>>>

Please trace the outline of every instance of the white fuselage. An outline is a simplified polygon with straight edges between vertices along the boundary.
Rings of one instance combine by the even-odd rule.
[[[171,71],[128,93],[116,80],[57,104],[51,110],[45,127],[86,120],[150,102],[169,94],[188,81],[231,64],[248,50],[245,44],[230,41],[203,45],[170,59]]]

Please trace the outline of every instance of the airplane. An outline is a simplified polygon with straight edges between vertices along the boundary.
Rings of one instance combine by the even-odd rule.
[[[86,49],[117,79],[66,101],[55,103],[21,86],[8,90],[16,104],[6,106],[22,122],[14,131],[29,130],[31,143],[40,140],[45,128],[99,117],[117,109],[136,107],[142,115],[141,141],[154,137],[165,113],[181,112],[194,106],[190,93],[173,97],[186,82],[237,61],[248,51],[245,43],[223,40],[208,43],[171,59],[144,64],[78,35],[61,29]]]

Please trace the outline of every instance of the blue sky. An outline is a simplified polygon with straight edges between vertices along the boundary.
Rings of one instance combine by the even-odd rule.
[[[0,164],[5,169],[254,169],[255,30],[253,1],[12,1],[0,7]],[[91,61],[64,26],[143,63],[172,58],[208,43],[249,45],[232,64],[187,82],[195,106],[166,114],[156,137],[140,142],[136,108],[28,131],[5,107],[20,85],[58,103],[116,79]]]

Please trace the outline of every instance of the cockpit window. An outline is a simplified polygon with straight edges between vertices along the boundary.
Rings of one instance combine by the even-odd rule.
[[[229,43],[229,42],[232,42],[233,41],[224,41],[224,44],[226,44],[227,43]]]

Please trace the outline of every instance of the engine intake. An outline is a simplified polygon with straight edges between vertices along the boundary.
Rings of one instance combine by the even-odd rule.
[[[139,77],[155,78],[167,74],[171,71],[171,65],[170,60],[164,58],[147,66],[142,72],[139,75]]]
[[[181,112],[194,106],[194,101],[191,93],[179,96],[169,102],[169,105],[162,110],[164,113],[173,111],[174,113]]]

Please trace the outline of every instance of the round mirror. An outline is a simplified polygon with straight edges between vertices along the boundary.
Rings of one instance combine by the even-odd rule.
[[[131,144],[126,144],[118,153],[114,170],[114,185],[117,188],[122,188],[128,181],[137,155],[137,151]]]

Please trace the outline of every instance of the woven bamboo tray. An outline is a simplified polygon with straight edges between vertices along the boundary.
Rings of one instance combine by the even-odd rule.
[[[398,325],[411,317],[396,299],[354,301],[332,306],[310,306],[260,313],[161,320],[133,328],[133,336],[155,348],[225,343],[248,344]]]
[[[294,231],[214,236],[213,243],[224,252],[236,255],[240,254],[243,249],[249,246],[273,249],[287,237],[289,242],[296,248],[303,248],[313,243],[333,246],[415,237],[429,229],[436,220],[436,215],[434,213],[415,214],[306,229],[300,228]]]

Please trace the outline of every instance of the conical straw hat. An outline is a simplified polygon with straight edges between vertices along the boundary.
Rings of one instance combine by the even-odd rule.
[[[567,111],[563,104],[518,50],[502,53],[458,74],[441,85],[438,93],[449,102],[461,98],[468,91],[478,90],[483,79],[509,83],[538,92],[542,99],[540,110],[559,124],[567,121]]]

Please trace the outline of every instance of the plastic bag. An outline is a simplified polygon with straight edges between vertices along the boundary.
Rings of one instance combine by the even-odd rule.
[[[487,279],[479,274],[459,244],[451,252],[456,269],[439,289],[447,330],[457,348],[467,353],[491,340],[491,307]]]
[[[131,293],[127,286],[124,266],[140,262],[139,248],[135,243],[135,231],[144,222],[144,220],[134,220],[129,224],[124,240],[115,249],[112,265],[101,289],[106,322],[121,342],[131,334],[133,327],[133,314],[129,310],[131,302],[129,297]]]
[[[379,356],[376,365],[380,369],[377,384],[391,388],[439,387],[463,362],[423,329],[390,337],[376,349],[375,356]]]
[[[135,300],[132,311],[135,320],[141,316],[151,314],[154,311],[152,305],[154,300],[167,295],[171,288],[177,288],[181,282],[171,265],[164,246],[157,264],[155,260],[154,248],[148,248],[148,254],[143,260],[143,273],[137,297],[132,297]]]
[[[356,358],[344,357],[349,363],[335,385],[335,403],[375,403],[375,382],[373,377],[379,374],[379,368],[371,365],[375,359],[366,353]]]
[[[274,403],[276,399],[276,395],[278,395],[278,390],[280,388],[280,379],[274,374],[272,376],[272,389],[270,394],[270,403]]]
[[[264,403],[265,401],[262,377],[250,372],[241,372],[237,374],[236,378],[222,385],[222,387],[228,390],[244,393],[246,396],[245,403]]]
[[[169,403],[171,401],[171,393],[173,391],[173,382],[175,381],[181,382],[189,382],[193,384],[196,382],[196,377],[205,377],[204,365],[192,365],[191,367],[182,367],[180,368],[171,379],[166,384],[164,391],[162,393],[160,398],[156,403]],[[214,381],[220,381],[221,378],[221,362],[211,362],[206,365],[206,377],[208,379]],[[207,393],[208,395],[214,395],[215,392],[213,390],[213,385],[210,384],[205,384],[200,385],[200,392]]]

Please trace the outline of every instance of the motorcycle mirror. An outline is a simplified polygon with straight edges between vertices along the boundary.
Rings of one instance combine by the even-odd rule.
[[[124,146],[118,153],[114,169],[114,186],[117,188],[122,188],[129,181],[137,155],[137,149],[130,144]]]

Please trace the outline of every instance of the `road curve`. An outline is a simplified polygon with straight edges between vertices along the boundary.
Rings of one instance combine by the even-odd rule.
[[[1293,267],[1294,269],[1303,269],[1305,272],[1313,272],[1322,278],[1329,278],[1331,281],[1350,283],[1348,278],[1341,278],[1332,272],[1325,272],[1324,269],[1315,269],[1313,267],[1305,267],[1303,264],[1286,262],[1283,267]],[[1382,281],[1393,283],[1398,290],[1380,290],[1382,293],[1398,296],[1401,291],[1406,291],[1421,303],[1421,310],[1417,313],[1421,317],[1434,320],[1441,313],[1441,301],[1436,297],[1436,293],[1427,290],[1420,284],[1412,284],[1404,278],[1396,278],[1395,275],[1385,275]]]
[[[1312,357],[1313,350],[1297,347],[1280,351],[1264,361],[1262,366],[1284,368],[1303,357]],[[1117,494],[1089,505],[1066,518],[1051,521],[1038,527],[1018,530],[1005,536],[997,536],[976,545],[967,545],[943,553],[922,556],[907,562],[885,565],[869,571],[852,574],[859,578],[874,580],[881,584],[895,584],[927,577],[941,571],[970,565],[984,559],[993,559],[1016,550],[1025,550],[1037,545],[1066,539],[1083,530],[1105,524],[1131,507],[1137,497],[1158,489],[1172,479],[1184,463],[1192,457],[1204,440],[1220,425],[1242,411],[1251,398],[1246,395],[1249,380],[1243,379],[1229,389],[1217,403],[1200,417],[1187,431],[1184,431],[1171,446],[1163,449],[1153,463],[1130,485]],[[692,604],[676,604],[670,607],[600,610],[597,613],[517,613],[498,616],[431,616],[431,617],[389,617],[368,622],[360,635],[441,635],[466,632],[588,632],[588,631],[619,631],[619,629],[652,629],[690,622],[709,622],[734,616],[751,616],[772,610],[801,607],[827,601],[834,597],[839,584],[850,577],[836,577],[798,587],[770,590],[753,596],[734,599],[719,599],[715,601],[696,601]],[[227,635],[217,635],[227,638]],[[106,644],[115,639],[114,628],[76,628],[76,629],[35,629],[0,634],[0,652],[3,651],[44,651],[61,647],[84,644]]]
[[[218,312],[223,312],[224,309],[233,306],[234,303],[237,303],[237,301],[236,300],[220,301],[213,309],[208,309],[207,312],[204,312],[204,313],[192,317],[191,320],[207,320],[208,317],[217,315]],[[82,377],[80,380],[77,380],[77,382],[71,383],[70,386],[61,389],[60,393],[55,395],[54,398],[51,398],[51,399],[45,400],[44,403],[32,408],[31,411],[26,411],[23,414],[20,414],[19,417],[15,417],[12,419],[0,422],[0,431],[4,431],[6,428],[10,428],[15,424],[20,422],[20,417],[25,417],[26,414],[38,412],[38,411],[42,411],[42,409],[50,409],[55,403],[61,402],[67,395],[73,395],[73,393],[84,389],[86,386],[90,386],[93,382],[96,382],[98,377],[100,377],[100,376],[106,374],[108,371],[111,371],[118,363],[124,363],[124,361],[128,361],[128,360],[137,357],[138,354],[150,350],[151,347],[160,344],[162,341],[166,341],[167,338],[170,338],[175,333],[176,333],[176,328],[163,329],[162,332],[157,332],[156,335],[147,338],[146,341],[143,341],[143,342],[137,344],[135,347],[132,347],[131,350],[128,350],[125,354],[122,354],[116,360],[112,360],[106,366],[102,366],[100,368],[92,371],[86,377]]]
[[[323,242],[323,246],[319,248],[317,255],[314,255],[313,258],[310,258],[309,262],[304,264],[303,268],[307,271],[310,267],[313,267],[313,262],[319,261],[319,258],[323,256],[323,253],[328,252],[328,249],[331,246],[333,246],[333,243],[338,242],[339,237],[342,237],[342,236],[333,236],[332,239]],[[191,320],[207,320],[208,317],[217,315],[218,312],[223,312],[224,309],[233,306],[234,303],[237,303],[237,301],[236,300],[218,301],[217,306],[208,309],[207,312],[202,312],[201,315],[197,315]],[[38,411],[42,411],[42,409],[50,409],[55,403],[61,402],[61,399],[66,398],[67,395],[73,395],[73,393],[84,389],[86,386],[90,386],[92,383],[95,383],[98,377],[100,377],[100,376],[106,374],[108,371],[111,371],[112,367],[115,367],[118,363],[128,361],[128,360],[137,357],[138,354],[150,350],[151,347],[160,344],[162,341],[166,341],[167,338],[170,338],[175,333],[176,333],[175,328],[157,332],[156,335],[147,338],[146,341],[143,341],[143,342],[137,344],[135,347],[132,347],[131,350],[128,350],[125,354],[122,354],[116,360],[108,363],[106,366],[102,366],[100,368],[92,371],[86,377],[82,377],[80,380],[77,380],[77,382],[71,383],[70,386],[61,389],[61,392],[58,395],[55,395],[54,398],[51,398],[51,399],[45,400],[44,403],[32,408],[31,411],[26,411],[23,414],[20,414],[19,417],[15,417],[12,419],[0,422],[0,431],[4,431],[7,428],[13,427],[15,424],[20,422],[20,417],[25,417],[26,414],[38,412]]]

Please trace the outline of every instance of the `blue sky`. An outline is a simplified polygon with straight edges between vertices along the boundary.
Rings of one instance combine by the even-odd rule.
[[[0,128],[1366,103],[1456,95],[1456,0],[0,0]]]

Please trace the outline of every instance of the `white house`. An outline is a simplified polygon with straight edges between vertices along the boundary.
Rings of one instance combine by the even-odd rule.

<<<

Stated exercise: Please gather every line in the items above that contains the word "blue" and copy each one in full. Case counts.

Output for this exercise:
Please trace the outline of every instance of the blue sky. An outline is a simplified polygon with straight edges between vertices along the boundary.
Please trace the outline of every instance of the `blue sky`. An outline is a simplified polygon with straight edges between vertices along the boundary.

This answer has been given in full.